Wednesday, December 17, 2008

The Writing Life!

Wednesday, December 17, 2008
Seems that may of us were published in The Writing Life. I thought it would be fun to hear thoughts/ideas on what we wrote. Hopefully it doesn't suck :p

Here's my non-fiction piece.

Writer's Block

I have yet to find my place in the writing world. At twenty, I assume this is normal. Write what you know is the mantra espoused by every writing teacher I have worked with. They don't seem to realize that what I know is greatly affected by what I do not know. An unfortunate thought to barter with when betting your livelihood on one-upping fellow writers in the eyes of a publisher or a professor.

Writing came to me by accident. During my freshman year of college, I wrote a five-page autobiographical essay for an English professor. I spent a total of an hour and change on the paper, lying my way through the uninteresting parts. In retrospect, I assume she wanted the paper to be 'true', but I was not yet privy to the rules and regulations of creative non-fiction. Upon the essay's return, I nonchalantly turned toward the expected meaty comments on the paper. I had always been a decent writer; my grammar was correct, and I was pretty sure my spell check worked, so I arrogantly assumed an A. The A, the Oscar of the academic world, was handed to me on a platter chiseled with more than a 'good job' or 'neat-o vocabulary choices'.

"This is the best student essay I have ever read."

The comment glared at me. I read it over and over again, relishing the slick red ink gracing my masterpiece. If it had lips, I would have kissed it. The professor had not just boosted my confidence, she had opened a door to furious ego masturbation: I was the best at something.

--- Dataset records ---
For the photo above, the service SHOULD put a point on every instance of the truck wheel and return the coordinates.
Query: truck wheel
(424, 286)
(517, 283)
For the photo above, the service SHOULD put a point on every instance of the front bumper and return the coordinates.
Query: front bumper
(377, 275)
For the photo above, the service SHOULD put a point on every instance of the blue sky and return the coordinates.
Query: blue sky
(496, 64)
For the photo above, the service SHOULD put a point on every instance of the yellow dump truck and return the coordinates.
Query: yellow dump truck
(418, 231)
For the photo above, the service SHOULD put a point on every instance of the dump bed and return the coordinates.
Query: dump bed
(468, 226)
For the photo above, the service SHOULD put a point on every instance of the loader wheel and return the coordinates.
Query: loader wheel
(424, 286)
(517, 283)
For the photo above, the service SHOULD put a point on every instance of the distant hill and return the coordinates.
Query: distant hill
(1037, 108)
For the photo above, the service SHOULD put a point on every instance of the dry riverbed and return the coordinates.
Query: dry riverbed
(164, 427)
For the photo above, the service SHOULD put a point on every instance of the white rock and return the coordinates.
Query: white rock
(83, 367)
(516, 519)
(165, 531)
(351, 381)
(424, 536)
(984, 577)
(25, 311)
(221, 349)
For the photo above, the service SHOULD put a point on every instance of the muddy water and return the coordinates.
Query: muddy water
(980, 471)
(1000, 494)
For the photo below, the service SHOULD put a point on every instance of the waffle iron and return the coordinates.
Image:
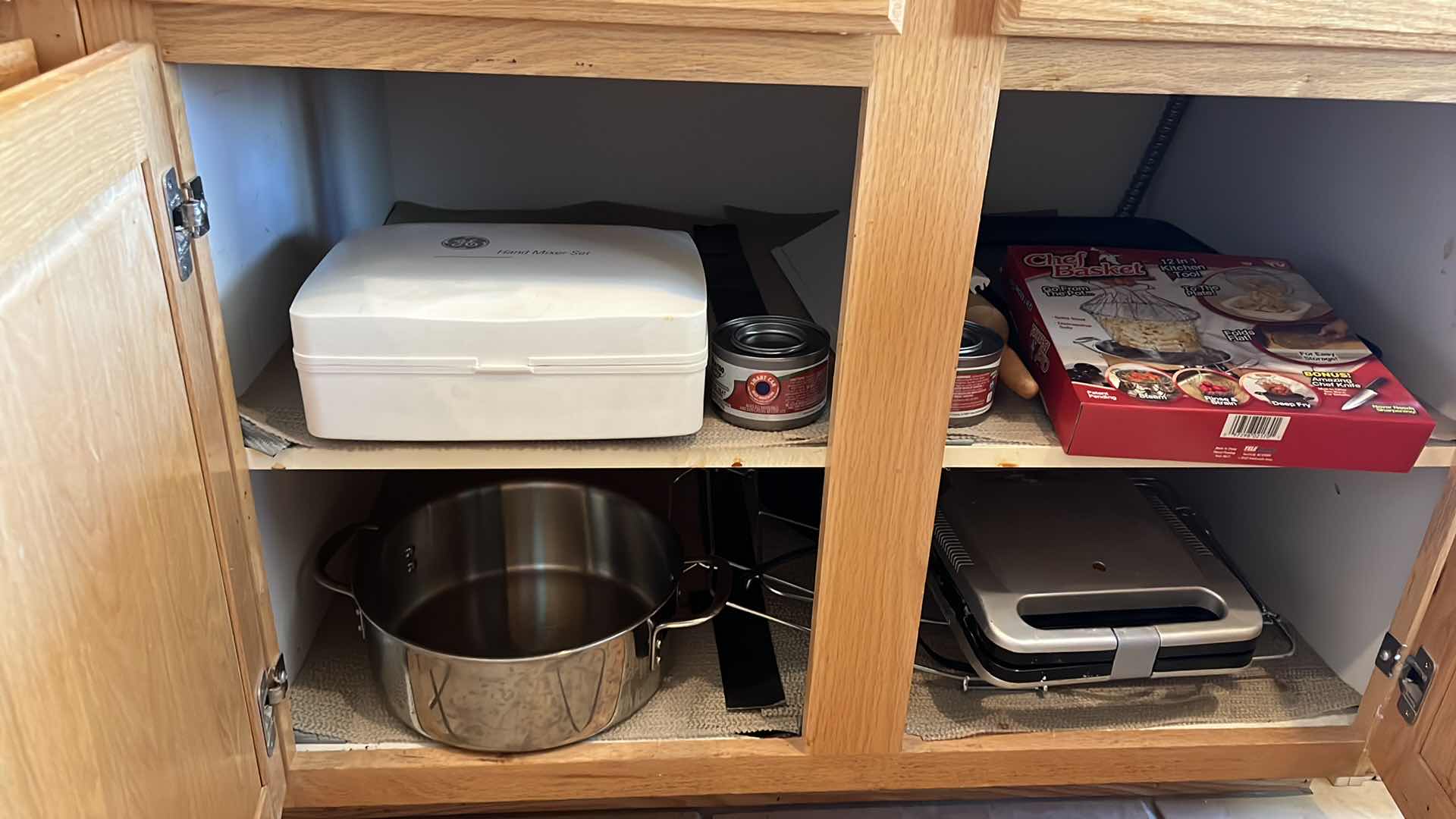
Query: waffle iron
(1059, 579)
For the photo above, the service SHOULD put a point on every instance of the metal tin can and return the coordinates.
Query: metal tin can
(769, 372)
(976, 375)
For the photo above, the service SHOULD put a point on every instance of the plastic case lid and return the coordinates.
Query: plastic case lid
(504, 297)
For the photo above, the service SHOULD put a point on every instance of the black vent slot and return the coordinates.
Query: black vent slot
(949, 544)
(1174, 521)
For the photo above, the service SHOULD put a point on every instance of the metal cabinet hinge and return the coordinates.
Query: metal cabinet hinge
(1414, 682)
(1389, 654)
(271, 691)
(188, 209)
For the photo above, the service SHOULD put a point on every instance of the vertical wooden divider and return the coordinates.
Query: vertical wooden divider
(925, 140)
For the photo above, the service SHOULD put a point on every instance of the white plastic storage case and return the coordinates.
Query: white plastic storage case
(457, 331)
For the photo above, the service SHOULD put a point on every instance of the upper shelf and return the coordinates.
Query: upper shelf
(827, 42)
(823, 17)
(1015, 435)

--- Task requirements ---
[a] From the blog post:
(i) How old does the writer say they are?
(ii) How long did the writer spend on the five-page autobiographical essay?
(iii) What comment did the professor write on it?
[b] Copy out the lines of the listing from its first line through the line holding "(1000, 494)", inclusive.
The blog post and the listing come from separate places.

--- Results of the exercise ---
[a]
(i) Twenty.
(ii) A total of an hour and change.
(iii) "This is the best student essay I have ever read."

[b]
For the photo above, the service SHOULD put a point on every instance of the truck wheel and return the coordinates.
Query: truck wheel
(424, 286)
(517, 283)
For the photo above, the service SHOULD put a point on every instance of the front bumper and return the coordinates.
Query: front bumper
(377, 275)
For the photo above, the service SHOULD put a point on every instance of the blue sky and return the coordinates.
Query: blue sky
(496, 64)
For the photo above, the service SHOULD put a point on every instance of the yellow dump truck and return the coordinates.
Query: yellow dump truck
(418, 231)
For the photo above, the service SHOULD put a point on every instance of the dump bed and return the coordinates.
Query: dump bed
(468, 226)
For the photo above, the service SHOULD put a point on every instance of the loader wheel and return the coordinates.
Query: loader wheel
(424, 286)
(517, 283)
For the photo above, the service SHOULD put a point on every instance of the distant hill and return the coordinates.
Query: distant hill
(1037, 108)
For the photo above, the service SHOULD put a point on every instance of the dry riverbed and return the coordinates.
Query: dry riverbed
(164, 427)
For the photo above, the service SHOULD put a point on every instance of the white rock and return the coordinates.
Query: white rock
(83, 367)
(516, 519)
(165, 531)
(351, 381)
(424, 536)
(984, 577)
(25, 311)
(221, 349)
For the photo above, the service SHOULD put a point on every instance of the muddy water and return the coordinates.
Query: muddy water
(980, 471)
(1000, 494)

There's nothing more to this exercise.